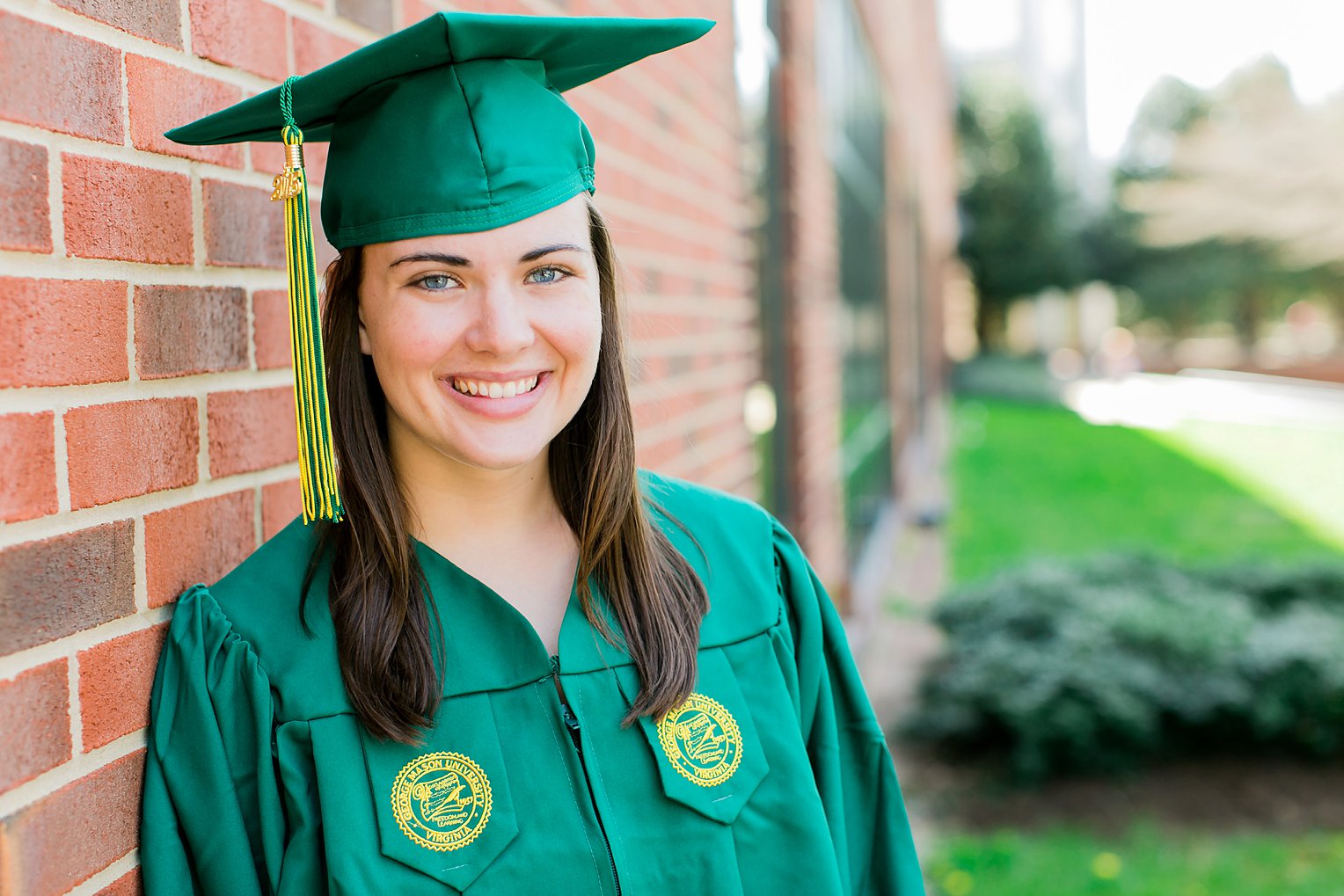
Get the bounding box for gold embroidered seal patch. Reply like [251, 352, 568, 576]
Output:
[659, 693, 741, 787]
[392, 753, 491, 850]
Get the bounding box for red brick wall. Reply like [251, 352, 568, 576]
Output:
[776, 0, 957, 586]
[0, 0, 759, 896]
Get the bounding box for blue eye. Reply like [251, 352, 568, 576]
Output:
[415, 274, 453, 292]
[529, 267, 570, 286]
━━━━
Aim: Rewrite all of the data above with "Reply like" changed to "Format it as" and everything else kept the same. Omit the pictures.

Result of this exercise:
Get the bounding box for gold embroidered seal patch. Format it as [251, 352, 568, 576]
Output:
[659, 693, 741, 787]
[392, 753, 491, 850]
Get the bounding box for red brick wall. Format it as [251, 352, 568, 576]
Output:
[776, 0, 957, 586]
[0, 0, 759, 896]
Get the bounding box for blue eye. Format it as [251, 352, 568, 576]
Output:
[415, 274, 453, 292]
[529, 267, 570, 286]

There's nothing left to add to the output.